**Instructions to follow**
Print the following lines verbatim, covering all of the material, but leave the pictures out of your answer.

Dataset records

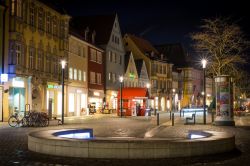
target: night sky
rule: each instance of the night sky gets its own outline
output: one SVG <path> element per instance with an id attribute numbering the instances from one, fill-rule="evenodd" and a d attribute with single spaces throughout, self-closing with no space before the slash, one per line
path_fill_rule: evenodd
<path id="1" fill-rule="evenodd" d="M 118 13 L 122 33 L 131 33 L 153 44 L 182 43 L 190 49 L 189 34 L 198 30 L 202 19 L 230 17 L 250 40 L 250 10 L 245 0 L 50 0 L 68 14 Z"/>

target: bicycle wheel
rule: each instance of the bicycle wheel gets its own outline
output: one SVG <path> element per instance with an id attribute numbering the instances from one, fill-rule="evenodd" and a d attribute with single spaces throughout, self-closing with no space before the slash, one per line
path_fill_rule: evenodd
<path id="1" fill-rule="evenodd" d="M 17 124 L 18 124 L 18 120 L 17 120 L 16 117 L 11 116 L 11 117 L 9 118 L 9 120 L 8 120 L 8 123 L 9 123 L 10 127 L 16 127 Z"/>

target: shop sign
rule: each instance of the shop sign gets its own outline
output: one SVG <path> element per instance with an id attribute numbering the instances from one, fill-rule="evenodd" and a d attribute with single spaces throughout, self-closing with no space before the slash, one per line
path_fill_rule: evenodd
<path id="1" fill-rule="evenodd" d="M 24 82 L 22 80 L 17 80 L 16 78 L 13 78 L 13 80 L 12 80 L 12 86 L 13 87 L 24 88 Z"/>
<path id="2" fill-rule="evenodd" d="M 1 74 L 1 82 L 8 82 L 8 74 Z"/>
<path id="3" fill-rule="evenodd" d="M 99 92 L 94 92 L 94 96 L 100 96 Z"/>
<path id="4" fill-rule="evenodd" d="M 129 77 L 134 79 L 135 78 L 135 74 L 134 73 L 129 73 Z"/>
<path id="5" fill-rule="evenodd" d="M 61 89 L 62 86 L 61 85 L 53 85 L 53 84 L 48 84 L 47 85 L 48 89 Z"/>

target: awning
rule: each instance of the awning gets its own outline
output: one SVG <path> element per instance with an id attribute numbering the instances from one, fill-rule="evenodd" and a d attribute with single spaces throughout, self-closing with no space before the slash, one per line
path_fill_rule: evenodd
<path id="1" fill-rule="evenodd" d="M 133 99 L 140 97 L 148 97 L 147 88 L 122 88 L 123 99 Z M 120 99 L 120 90 L 118 91 L 117 98 Z"/>

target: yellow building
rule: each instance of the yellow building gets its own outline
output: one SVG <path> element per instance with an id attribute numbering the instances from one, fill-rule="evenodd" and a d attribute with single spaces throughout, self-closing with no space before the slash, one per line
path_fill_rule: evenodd
<path id="1" fill-rule="evenodd" d="M 4 119 L 14 110 L 24 112 L 28 105 L 61 114 L 60 61 L 68 59 L 70 17 L 38 0 L 6 0 L 5 5 L 10 28 Z"/>
<path id="2" fill-rule="evenodd" d="M 134 59 L 143 59 L 151 82 L 150 103 L 155 109 L 165 111 L 171 109 L 172 66 L 148 41 L 126 34 L 124 36 L 126 51 L 131 51 Z"/>

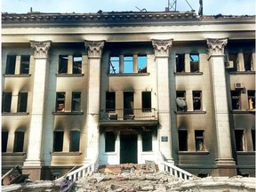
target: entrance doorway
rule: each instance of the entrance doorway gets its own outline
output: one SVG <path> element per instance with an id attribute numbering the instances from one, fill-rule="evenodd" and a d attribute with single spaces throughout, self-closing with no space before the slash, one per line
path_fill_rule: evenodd
<path id="1" fill-rule="evenodd" d="M 120 164 L 138 164 L 137 134 L 121 132 L 120 134 Z"/>

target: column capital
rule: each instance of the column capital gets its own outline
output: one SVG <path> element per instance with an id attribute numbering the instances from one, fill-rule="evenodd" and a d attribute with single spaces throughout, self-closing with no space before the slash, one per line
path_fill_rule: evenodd
<path id="1" fill-rule="evenodd" d="M 48 51 L 52 41 L 30 41 L 30 46 L 34 49 L 35 58 L 48 58 Z"/>
<path id="2" fill-rule="evenodd" d="M 152 39 L 156 57 L 169 57 L 173 39 Z"/>
<path id="3" fill-rule="evenodd" d="M 87 41 L 84 40 L 84 45 L 88 48 L 89 58 L 101 58 L 105 41 Z"/>
<path id="4" fill-rule="evenodd" d="M 209 55 L 223 55 L 228 38 L 207 38 Z"/>

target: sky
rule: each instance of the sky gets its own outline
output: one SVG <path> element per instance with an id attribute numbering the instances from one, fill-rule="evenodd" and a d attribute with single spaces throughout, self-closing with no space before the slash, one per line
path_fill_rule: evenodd
<path id="1" fill-rule="evenodd" d="M 175 0 L 169 0 L 172 5 Z M 199 0 L 176 0 L 177 11 L 198 12 Z M 203 0 L 204 14 L 255 15 L 256 0 Z M 89 13 L 103 12 L 164 12 L 168 0 L 2 0 L 2 12 L 27 13 L 30 12 Z"/>

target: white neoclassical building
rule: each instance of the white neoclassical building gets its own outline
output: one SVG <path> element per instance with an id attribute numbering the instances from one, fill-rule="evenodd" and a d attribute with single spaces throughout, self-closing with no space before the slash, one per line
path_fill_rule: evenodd
<path id="1" fill-rule="evenodd" d="M 169 162 L 255 176 L 255 18 L 2 13 L 2 172 Z"/>

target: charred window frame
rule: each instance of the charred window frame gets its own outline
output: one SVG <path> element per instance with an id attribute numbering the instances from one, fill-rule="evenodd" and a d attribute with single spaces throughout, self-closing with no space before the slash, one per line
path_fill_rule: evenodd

**Correct answer**
target: night sky
rule: each instance of the night sky gets its own outline
output: one SVG <path> element per instance with an id attribute numbering the instances from one, fill-rule="evenodd" and a d attribute with single spaces throughout, self-closing with no space before the slash, one per line
path_fill_rule: evenodd
<path id="1" fill-rule="evenodd" d="M 118 13 L 122 33 L 131 33 L 153 44 L 182 43 L 190 49 L 189 34 L 198 30 L 202 19 L 230 17 L 250 40 L 250 10 L 245 0 L 50 0 L 68 14 Z"/>

target: bicycle wheel
rule: each instance of the bicycle wheel gets its own outline
output: one SVG <path> element per instance with an id attribute numbering the instances from one, fill-rule="evenodd" and a d attribute with single spaces throughout, self-closing with no space before the slash, one per line
path_fill_rule: evenodd
<path id="1" fill-rule="evenodd" d="M 17 124 L 18 124 L 18 120 L 17 120 L 16 117 L 11 116 L 11 117 L 9 118 L 9 120 L 8 120 L 8 123 L 9 123 L 10 127 L 16 127 Z"/>

target: shop sign
rule: each instance of the shop sign gets its own outline
output: one SVG <path> element per instance with an id attribute numbering the instances from one, fill-rule="evenodd" and a d attribute with single spaces throughout, self-closing with no space before the slash, one per line
path_fill_rule: evenodd
<path id="1" fill-rule="evenodd" d="M 24 82 L 22 80 L 17 80 L 16 78 L 13 78 L 13 80 L 12 80 L 12 86 L 13 87 L 24 88 Z"/>
<path id="2" fill-rule="evenodd" d="M 1 74 L 1 82 L 8 82 L 8 74 Z"/>
<path id="3" fill-rule="evenodd" d="M 99 92 L 94 92 L 94 96 L 100 96 Z"/>
<path id="4" fill-rule="evenodd" d="M 129 77 L 134 79 L 135 78 L 135 74 L 134 73 L 129 73 Z"/>
<path id="5" fill-rule="evenodd" d="M 61 89 L 62 86 L 61 85 L 53 85 L 53 84 L 48 84 L 47 85 L 48 89 Z"/>

target: awning
rule: each instance of the awning gets its own outline
output: one SVG <path> element per instance with an id attribute numbering the instances from one, fill-rule="evenodd" and a d attribute with single spaces throughout, self-closing with no space before the slash, one per line
path_fill_rule: evenodd
<path id="1" fill-rule="evenodd" d="M 133 99 L 140 97 L 148 97 L 147 88 L 122 88 L 123 99 Z M 120 99 L 120 90 L 118 91 L 117 98 Z"/>

target: yellow building
rule: each instance of the yellow building gets its own outline
output: one SVG <path> element per instance with an id attribute numbering the instances from one, fill-rule="evenodd" and a d attribute with single spaces throughout, self-closing with no space before the slash, one per line
path_fill_rule: evenodd
<path id="1" fill-rule="evenodd" d="M 4 119 L 14 110 L 24 112 L 28 105 L 61 114 L 60 61 L 68 59 L 70 17 L 38 0 L 6 0 L 5 5 L 10 28 Z"/>
<path id="2" fill-rule="evenodd" d="M 134 59 L 143 59 L 151 82 L 150 103 L 155 109 L 165 111 L 171 109 L 172 66 L 148 41 L 126 34 L 124 36 L 126 51 L 131 51 Z"/>

target: entrance doorway
rule: each instance of the entrance doorway gets its own outline
output: one SVG <path> element per instance with an id attribute numbering the instances from one, fill-rule="evenodd" and a d attribute with single spaces throughout, self-closing with no space before the slash, one per line
path_fill_rule: evenodd
<path id="1" fill-rule="evenodd" d="M 120 164 L 138 164 L 137 134 L 121 132 L 120 134 Z"/>

target: column capital
rule: each instance of the column capital gets its own outline
output: one SVG <path> element per instance with an id attribute numbering the instances from one, fill-rule="evenodd" and a d attribute with single spaces throughout, self-closing with no space before the slash, one per line
path_fill_rule: evenodd
<path id="1" fill-rule="evenodd" d="M 48 51 L 52 41 L 30 41 L 30 46 L 34 49 L 35 58 L 48 58 Z"/>
<path id="2" fill-rule="evenodd" d="M 152 39 L 156 57 L 169 57 L 173 39 Z"/>
<path id="3" fill-rule="evenodd" d="M 87 41 L 84 40 L 84 45 L 88 48 L 89 58 L 101 58 L 105 41 Z"/>
<path id="4" fill-rule="evenodd" d="M 209 55 L 223 55 L 228 38 L 207 38 Z"/>

target: sky
rule: each instance of the sky gets its own outline
output: one SVG <path> element per instance with an id attribute numbering the instances from one, fill-rule="evenodd" and a d attribute with single spaces throughout, self-closing with no space before the slash, one per line
path_fill_rule: evenodd
<path id="1" fill-rule="evenodd" d="M 175 0 L 169 0 L 172 5 Z M 199 0 L 176 0 L 177 11 L 198 12 Z M 203 0 L 204 14 L 255 15 L 256 0 Z M 89 13 L 103 12 L 164 12 L 168 0 L 2 0 L 2 12 L 27 13 L 30 12 Z"/>

target: white neoclassical building
rule: each instance of the white neoclassical building gets its own outline
output: one SVG <path> element per instance with an id attribute numbering the instances from one, fill-rule="evenodd" and a d attribute with single spaces throughout, self-closing with no space before the slash, one per line
path_fill_rule: evenodd
<path id="1" fill-rule="evenodd" d="M 169 162 L 255 176 L 255 18 L 2 13 L 2 172 Z"/>

target: charred window frame
rule: each instance of the charred window frame gets its own outline
output: one SVG <path> element per instance with an id attribute numbering the instances from one, fill-rule="evenodd" and a d attribute with single spaces throughout, self-closing with no space before the slash, one per line
path_fill_rule: evenodd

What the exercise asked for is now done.